[The exercise]
Pick out and copy every line of the material below that contains the word "basket". Matches must have the same uppercase and lowercase letters.

[Supplied data]
--- START ---

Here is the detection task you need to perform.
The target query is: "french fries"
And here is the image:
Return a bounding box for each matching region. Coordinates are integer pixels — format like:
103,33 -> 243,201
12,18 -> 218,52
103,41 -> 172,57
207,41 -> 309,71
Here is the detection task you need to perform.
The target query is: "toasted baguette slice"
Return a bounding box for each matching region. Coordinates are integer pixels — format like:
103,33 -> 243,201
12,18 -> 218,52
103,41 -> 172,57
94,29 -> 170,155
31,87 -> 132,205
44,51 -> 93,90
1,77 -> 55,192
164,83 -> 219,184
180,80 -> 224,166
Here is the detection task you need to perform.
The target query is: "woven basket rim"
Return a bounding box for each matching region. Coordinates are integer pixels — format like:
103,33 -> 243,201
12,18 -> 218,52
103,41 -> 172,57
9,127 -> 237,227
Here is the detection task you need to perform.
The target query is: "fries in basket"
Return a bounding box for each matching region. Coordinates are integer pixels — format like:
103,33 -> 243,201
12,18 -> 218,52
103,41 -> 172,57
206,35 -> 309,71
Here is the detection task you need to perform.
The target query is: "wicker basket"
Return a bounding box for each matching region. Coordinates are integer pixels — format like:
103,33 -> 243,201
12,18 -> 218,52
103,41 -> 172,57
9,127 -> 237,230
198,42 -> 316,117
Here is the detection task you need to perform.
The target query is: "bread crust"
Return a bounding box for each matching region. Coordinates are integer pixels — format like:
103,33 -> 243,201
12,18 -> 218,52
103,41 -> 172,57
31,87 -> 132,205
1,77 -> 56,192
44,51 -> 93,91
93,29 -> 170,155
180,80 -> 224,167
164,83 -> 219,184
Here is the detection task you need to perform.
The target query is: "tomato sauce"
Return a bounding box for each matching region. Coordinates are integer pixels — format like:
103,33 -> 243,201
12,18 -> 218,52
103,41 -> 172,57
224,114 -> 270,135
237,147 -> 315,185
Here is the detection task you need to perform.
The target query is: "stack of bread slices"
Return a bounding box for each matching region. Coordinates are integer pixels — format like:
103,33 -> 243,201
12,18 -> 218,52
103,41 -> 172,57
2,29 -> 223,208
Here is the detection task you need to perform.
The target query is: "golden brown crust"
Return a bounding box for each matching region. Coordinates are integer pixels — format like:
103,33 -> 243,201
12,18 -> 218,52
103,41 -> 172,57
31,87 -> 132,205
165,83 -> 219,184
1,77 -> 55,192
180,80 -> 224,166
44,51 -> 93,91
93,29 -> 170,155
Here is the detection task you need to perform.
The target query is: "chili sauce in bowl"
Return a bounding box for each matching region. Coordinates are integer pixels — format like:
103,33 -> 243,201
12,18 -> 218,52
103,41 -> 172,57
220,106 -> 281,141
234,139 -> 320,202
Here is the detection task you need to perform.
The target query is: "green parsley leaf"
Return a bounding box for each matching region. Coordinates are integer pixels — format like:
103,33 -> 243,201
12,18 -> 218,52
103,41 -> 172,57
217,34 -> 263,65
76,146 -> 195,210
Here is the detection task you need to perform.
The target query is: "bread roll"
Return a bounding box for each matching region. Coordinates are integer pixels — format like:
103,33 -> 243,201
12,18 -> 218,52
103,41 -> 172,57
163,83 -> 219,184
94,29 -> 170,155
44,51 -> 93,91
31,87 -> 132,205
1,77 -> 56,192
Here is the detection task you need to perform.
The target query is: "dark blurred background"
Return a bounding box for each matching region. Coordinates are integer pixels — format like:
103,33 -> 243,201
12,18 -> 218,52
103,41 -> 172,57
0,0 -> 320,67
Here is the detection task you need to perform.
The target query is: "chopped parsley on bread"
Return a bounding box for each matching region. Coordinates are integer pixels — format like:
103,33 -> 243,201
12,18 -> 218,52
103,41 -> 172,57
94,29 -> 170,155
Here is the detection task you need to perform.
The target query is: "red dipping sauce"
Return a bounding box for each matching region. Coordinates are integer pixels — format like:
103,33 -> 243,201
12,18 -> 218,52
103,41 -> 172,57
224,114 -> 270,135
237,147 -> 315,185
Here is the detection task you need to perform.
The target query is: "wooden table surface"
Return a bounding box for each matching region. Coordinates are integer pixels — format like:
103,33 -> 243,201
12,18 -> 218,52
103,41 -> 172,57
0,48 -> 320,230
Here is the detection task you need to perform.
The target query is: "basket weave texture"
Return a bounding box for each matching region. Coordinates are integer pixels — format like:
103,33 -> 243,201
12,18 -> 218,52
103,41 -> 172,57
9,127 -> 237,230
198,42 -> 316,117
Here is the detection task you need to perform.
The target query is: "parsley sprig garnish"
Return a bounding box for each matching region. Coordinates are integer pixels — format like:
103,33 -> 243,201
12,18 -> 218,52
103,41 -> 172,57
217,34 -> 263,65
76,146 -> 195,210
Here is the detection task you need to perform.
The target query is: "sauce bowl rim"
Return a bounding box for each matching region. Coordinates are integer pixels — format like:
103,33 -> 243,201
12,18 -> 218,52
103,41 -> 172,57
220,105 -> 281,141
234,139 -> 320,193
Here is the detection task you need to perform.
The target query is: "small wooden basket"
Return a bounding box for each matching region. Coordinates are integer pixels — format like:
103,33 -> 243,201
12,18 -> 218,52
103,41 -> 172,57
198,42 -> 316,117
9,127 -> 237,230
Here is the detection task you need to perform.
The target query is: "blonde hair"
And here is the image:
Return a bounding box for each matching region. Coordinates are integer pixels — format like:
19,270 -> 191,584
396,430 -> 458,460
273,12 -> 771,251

--- END ---

[Output for this task]
The target query is: "woven basket rim"
The target query is: "fries in basket"
The target query is: "wicker basket"
The target query is: "basket weave texture"
The target query is: "small wooden basket"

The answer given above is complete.